- [Data for this task]:
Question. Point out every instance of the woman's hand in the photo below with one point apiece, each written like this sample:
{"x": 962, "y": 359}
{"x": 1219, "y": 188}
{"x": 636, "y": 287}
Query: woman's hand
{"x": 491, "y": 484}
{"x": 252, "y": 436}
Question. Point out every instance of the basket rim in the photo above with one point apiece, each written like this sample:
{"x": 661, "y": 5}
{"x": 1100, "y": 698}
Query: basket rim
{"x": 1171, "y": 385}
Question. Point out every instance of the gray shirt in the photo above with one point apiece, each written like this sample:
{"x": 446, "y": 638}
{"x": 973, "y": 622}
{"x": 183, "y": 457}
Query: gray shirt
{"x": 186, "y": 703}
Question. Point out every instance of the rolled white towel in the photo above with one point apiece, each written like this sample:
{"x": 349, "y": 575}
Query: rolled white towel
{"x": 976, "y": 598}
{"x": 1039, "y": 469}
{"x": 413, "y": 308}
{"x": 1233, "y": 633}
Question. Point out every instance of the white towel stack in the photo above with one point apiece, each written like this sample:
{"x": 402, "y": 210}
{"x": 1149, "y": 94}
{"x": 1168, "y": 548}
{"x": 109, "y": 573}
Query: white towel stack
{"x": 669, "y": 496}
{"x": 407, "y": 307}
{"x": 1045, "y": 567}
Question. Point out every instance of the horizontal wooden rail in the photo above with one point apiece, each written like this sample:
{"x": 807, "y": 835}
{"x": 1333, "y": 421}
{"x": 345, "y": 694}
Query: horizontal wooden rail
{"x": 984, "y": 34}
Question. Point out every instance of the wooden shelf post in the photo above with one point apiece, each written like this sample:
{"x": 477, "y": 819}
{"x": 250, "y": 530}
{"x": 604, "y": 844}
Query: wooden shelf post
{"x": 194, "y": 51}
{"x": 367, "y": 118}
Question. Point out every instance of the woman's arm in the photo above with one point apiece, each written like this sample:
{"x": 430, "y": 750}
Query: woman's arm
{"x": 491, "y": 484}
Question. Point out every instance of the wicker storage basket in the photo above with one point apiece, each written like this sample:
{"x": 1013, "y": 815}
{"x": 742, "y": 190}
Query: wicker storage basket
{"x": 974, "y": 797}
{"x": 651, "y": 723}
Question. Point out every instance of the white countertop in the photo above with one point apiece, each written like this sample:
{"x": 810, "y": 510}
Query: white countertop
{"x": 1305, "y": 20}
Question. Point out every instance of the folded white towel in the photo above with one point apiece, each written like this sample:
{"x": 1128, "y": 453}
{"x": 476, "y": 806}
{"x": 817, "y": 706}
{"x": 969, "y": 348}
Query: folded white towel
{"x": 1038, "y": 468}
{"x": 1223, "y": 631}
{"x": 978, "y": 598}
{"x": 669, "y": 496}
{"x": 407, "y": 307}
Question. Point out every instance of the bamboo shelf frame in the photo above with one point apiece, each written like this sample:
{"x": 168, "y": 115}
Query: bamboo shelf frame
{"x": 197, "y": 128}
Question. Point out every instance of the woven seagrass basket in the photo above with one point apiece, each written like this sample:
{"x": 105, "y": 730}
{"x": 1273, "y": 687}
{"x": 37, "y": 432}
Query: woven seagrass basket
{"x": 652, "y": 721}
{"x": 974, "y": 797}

- [Work task]: Copy out every line of the data above, exactly as given.

- [Result below]:
Question. Point out every instance of the woman's hand in the photo below with one point apiece, each written like this sample:
{"x": 962, "y": 359}
{"x": 1219, "y": 188}
{"x": 636, "y": 287}
Query: woman's hand
{"x": 491, "y": 484}
{"x": 252, "y": 436}
Question. Point out every instance of the basket rim in the photo above with one point apiece, each written like this sample:
{"x": 661, "y": 5}
{"x": 1100, "y": 698}
Query: basket rim
{"x": 1171, "y": 385}
Question. Point out every instance of the gray shirt in the photo above with one point apiece, each written like this sample:
{"x": 446, "y": 638}
{"x": 973, "y": 622}
{"x": 183, "y": 457}
Query: gray shirt
{"x": 186, "y": 703}
Question. Point out every instance of the rolled white towel in the photo above with one point apiece, each written like this sample:
{"x": 349, "y": 575}
Query: rolled white towel
{"x": 976, "y": 598}
{"x": 1039, "y": 469}
{"x": 413, "y": 308}
{"x": 1233, "y": 633}
Question. Point out every instance of the white towel stack in the photo above with one point apiece, each written like this sample:
{"x": 402, "y": 210}
{"x": 1149, "y": 94}
{"x": 1168, "y": 548}
{"x": 109, "y": 573}
Query: white towel stack
{"x": 669, "y": 496}
{"x": 407, "y": 307}
{"x": 1045, "y": 567}
Question. Point out every instance of the horizontal wooden rail in the photo above with one point apiece, each written like this sample:
{"x": 807, "y": 835}
{"x": 1333, "y": 421}
{"x": 345, "y": 694}
Query: horizontal wooden rail
{"x": 984, "y": 34}
Question. Point out every instance of the wooden shelf post in the photo above with one point apiece, each written like this sample:
{"x": 477, "y": 819}
{"x": 250, "y": 530}
{"x": 604, "y": 844}
Query: wooden shelf post
{"x": 194, "y": 51}
{"x": 367, "y": 118}
Question. Point out every instance of the woman's arm in the photo above with one point apiece, each written like this sample:
{"x": 430, "y": 750}
Query: woman's arm
{"x": 491, "y": 484}
Question. Point out every instance of the wicker storage basket in the photo above with one point apiece, each written like this sample:
{"x": 1013, "y": 815}
{"x": 742, "y": 190}
Query: wicker storage basket
{"x": 974, "y": 797}
{"x": 651, "y": 723}
Question. Point out every instance of the white countertop in the photo above with one point apiece, each written like this sample:
{"x": 810, "y": 510}
Query: white countertop
{"x": 1305, "y": 20}
Question. Point out every instance of the folded white towel in the photo above with one point apiece, each written like this sample:
{"x": 1128, "y": 453}
{"x": 476, "y": 806}
{"x": 817, "y": 706}
{"x": 969, "y": 348}
Query: folded white towel
{"x": 1038, "y": 468}
{"x": 1223, "y": 631}
{"x": 978, "y": 598}
{"x": 669, "y": 496}
{"x": 407, "y": 307}
Question. Point out every instance of the bamboo shelf frame in the photo above with one point apiece, each written like this sample:
{"x": 168, "y": 115}
Query: bamboo shelf frame
{"x": 197, "y": 128}
Question. Point out every instance of the woven seagrass basket in the photo above with one point apiece, each written like this sample:
{"x": 105, "y": 730}
{"x": 1273, "y": 687}
{"x": 37, "y": 432}
Query: woven seagrass basket
{"x": 652, "y": 721}
{"x": 974, "y": 797}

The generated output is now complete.